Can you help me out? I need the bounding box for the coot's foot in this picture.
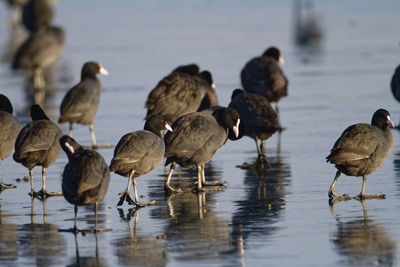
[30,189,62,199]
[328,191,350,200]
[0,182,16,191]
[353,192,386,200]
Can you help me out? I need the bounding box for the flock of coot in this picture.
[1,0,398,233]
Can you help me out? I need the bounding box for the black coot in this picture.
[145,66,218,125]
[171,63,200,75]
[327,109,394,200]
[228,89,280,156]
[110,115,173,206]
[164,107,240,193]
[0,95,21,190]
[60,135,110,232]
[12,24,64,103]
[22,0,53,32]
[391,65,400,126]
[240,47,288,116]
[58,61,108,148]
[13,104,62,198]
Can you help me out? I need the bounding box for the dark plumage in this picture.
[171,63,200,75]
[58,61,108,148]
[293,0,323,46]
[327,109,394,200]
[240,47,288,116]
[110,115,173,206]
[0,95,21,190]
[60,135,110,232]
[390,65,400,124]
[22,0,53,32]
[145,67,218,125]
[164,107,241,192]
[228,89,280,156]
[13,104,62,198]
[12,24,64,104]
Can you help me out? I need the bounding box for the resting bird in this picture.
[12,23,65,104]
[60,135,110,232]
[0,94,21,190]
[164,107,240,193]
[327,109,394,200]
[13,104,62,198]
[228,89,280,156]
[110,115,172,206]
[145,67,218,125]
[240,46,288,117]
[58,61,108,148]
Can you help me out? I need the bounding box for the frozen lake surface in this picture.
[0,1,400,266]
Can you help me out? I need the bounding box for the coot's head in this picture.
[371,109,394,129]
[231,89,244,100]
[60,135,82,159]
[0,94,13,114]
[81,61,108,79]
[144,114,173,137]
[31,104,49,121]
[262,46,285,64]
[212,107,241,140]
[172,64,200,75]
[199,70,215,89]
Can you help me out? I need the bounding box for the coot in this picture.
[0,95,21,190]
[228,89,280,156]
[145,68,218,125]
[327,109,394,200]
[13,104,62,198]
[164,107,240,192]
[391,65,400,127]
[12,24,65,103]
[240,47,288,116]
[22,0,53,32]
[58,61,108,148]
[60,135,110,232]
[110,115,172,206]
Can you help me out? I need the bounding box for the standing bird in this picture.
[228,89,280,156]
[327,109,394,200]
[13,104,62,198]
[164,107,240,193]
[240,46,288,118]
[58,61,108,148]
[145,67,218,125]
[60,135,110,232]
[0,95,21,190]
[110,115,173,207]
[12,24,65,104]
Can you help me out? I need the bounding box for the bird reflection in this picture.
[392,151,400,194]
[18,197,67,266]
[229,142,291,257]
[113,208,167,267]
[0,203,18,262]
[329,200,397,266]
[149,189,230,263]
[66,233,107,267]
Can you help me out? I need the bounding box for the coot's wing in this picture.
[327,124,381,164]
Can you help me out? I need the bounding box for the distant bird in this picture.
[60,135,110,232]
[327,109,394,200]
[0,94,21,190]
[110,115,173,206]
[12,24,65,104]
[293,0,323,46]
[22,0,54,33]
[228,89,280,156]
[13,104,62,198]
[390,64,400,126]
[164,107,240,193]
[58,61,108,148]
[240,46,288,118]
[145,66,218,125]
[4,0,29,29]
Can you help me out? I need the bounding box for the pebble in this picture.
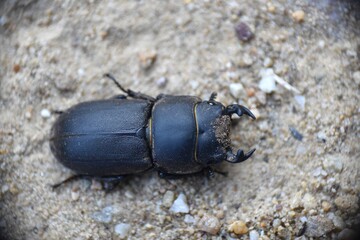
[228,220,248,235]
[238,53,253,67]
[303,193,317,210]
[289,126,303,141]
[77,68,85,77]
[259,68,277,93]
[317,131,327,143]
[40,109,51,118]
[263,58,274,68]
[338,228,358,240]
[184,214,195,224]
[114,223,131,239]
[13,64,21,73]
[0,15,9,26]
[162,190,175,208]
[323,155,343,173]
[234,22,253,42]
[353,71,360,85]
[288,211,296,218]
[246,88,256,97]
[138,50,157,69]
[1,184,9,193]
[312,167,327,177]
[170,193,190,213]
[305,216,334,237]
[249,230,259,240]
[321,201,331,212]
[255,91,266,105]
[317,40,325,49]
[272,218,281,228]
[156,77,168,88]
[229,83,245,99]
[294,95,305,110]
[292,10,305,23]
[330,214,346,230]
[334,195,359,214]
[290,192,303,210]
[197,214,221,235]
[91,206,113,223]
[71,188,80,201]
+++
Copy the material above word for word, images excluded.

* **Solution to the exercise**:
Can you help me out? I need the bounding box for the coot's foot in this picture.
[30,189,62,199]
[328,191,350,200]
[0,182,16,191]
[353,192,386,200]
Can you help me out? I need the bounding box for the flock of coot in this picture.
[1,0,398,233]
Can you help me out? I need the bounding box for the black coot in this picture.
[145,66,218,125]
[171,63,200,75]
[327,109,394,200]
[228,89,280,156]
[110,115,173,206]
[164,107,240,193]
[0,95,21,190]
[60,135,110,232]
[12,24,64,103]
[22,0,53,32]
[391,65,400,126]
[240,47,288,116]
[58,61,108,148]
[13,104,62,198]
Can you help me out? I need the bounding box for the dark plumage in this picture.
[171,63,200,75]
[58,61,108,148]
[293,0,323,46]
[327,109,394,200]
[240,47,288,116]
[110,115,173,206]
[0,95,21,190]
[60,135,110,232]
[390,65,400,124]
[22,0,53,32]
[145,67,218,125]
[164,107,241,192]
[228,89,280,156]
[13,104,62,198]
[12,24,64,104]
Can you help me out? I need the bounding box for the resting bird in this picture.
[12,23,65,104]
[60,135,110,232]
[0,94,21,190]
[164,107,240,193]
[327,109,394,200]
[13,104,62,198]
[228,89,280,156]
[110,115,172,206]
[145,67,218,125]
[240,46,288,117]
[58,61,108,148]
Can you help me out? I need the bounding box for the frozen lake surface in this picture.
[0,1,400,266]
Can you help me out? I need the bounding box for the coot's head in this picture.
[371,109,394,129]
[231,89,244,100]
[60,135,82,159]
[0,94,13,114]
[81,61,108,79]
[144,114,173,137]
[31,104,49,121]
[262,46,285,64]
[212,107,241,140]
[172,64,200,75]
[199,70,215,89]
Can you help me out? I need the bounding box for the coot in this picture.
[0,95,21,190]
[228,89,280,156]
[145,68,218,125]
[327,109,394,200]
[13,104,62,198]
[164,107,240,192]
[391,65,400,127]
[12,24,65,103]
[240,47,288,116]
[22,0,53,32]
[58,61,108,148]
[60,135,110,232]
[110,115,172,206]
Can you help me out? I need the bounding box for the standing bird in this picture.
[228,89,280,156]
[327,109,394,200]
[13,104,62,198]
[164,107,240,193]
[240,46,288,118]
[58,61,108,148]
[145,67,218,125]
[60,135,110,232]
[0,95,21,190]
[110,115,173,207]
[12,24,65,104]
Can you help me out? I need the bounding box for the bird reflection in this picture.
[392,151,400,194]
[18,197,67,266]
[229,142,291,257]
[113,208,167,267]
[0,203,18,262]
[329,200,397,266]
[149,189,230,263]
[66,233,107,267]
Can you help me out? I need the bounding box for the coot's wing in this picture.
[327,124,381,164]
Can you help me out? I need the bounding box for the distant bird in this picture.
[60,135,110,232]
[327,109,394,200]
[0,94,21,190]
[110,115,173,206]
[12,24,65,104]
[293,0,323,46]
[22,0,54,33]
[228,89,280,156]
[13,104,62,198]
[390,64,400,126]
[164,107,240,193]
[58,61,108,148]
[240,46,288,118]
[145,66,218,125]
[4,0,29,29]
Can you help me out? I need the bounding box for the pebble in this picture.
[228,220,248,235]
[238,53,253,67]
[303,193,317,210]
[289,126,303,141]
[77,68,85,77]
[259,68,277,93]
[317,131,327,143]
[40,109,51,118]
[263,58,274,68]
[338,228,358,240]
[184,214,195,224]
[114,223,131,239]
[13,64,21,73]
[0,15,9,26]
[162,190,175,208]
[323,155,343,173]
[234,22,253,42]
[353,71,360,85]
[288,211,296,218]
[246,88,256,97]
[138,50,157,69]
[1,184,9,193]
[312,167,327,177]
[170,193,190,213]
[305,216,334,237]
[249,230,259,240]
[321,201,331,212]
[255,91,266,105]
[317,40,325,49]
[272,218,281,228]
[156,77,168,88]
[229,83,245,99]
[294,95,305,110]
[292,10,305,23]
[330,214,346,230]
[334,195,359,214]
[290,192,303,210]
[197,214,221,235]
[91,206,113,223]
[71,188,80,201]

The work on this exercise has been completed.